> **Teks Bacaan**:
Final Fantasy 7 Cloud Strife

Rabu, 11 Maret 2015

Teori Kepribadian Sehat Menurut Aliran Humanistik dan Pendapat Allport




A.          Kepribadian Sehat Menurut Pandangan Aliran Humanistik
Aliran Humanistik merupakan kontribusi besar dari psikolog - psikolog terkenal seperti Carl Rogers, Goldon Allport dan Abraham Maslow. Humanistik muncul sebagai gerakan besar psikologi pada tahun 1950 1960-an. Humanistik menegaskan adanya keseluruhan kapasitas martabat dan nilai kemanusiaan untuk menyatakan diri. Manusia mempunyai potensi di dalam dirinya untuk berkembang sehat dan kreatif. Kreativitas adalah potensi semua orang yang tidak memerlukan bakat dan kemampuan khusus.
Aliran ini mengkritisi aliran Behaviorisme yang menekankan pada stimulasi tingkah laku yang teramati. Menurut aliran Humanistik, pandangan Behaviorisme terlalu menyederhankan dan melalaikan manusia dari pengalaman batinnya, tingkah lakunya yang kompleks, nilai-nilai cinta kasih atau kepercayaan, juga potensi dan aktualisasi diri. Humanistik sangat mementingkan self (diri) manusia sebagai pemersatu yang menerangkan pengalaman - pengalaman subjektif individual.
Aliran Humanistik juga tidak menyetujui pandangan Psikoanalisis yang cenderung pesimistik dan pandangan Behaviorisme yang cenderung memandang manusia sebagai netral (tidak baik dan tidak jahat). Menurut aliran Humanistik, Psikoanalisis dan Behaviorisme telah salah dalam memandang tingkah laku manusia, yaitu sebagai tingkah laku yang ditentukan oleh kekuatan - kekuatan diluar kekuasaanya (entah sadar entah tidak). Humanistik memandang manusia pada hakikatnya adalah baik. Perbuatan-perbuatan manusia yang kejam dan mementingkan diri sendiri dipandang sebagai tingkah laku patologik yang disebabkan oleh penolakan dan frustasi dari sifat yang pada dasarnya baik tersebut. Seorang manusia tidak dipandang sebagai mesin otomat yang pasif, tetapi sebagi peserta aktif yang mempunyai kemerdekaan memilih untuk menentukan nasibnya sendiri dan nasib orang lain. Aliran Humanistik memfokuskan diri pada kemampuan manusia untuk berfikir secara sadar dan rasional dalam mengendalikan hasrat biologisnya guna meraih potensi maksimal. Manusia bertanggung jawab terhadap hidup dan perbuatannya serta mempunyai kebebasan dan kemampuan untuk mengubah sikap dan perilaku mereka.

> **Data yang Diberikan**:
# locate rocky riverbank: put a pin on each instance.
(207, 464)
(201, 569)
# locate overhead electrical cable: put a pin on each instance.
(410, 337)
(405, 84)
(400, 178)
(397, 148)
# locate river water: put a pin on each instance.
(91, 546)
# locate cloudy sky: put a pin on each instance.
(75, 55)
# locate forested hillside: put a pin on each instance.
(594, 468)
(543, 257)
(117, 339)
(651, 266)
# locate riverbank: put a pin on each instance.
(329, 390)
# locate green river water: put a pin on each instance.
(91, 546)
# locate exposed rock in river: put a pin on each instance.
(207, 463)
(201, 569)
* * *
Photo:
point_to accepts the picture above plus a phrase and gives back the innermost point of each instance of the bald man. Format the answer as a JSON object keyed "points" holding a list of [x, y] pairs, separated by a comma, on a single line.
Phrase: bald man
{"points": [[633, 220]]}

> **Petunjuk Pengerjaan**:
Teruskan teks bacaan tentang kepribadian sehat menurut aliran Humanistik, dimulai setelah kalimat terakhirnya.

> **Jawaban**:
Menurut aliran humanistik kepribadian yang sehat, individu dituntut untuk mengembangkan potensi yang terdapat didalam dirinya sendiri. Bukan hanya mengandalakan pengalaman-pengalaman yang terbentuk pada masa lalu dan memberikan diri untuk belajar mengenai suatu pola mengenai yang baik dan benar sehingga menghasilkan respon individu yang bersifat pasif.
Ciri dari kepribadian sehat adalah mengatualisasikan diri, bukan respon pasif buatan atau individu yang terimajinasikan oleh pengalaman-pengalaman masa lalu. Aktualisasi diri adalah mampu mengedepankan keunikan dalam pribadi setiap individu, karena setiap individu memiliki hati nurani dan kognisi untuk menimbang-nimbang segala sesuatu yang menjadi kebutuhannya. Humanistik menegaskan adanya keseluruhan kapasitas martabat dan nilai kemanusiaan untuk menyatakan diri. Bagi ahli-ahli psikologi humanistik, manusia jauh lebih banyak memiliki potensi. Manusia harus dapat mengatasi masa lampau, kodrat biologis, dan ciri-ciri lingkungan. Manusia juga harus berkembang dan tumbuh melampaui kekuatan-kekuatan negatif yang secara potensial menghambat.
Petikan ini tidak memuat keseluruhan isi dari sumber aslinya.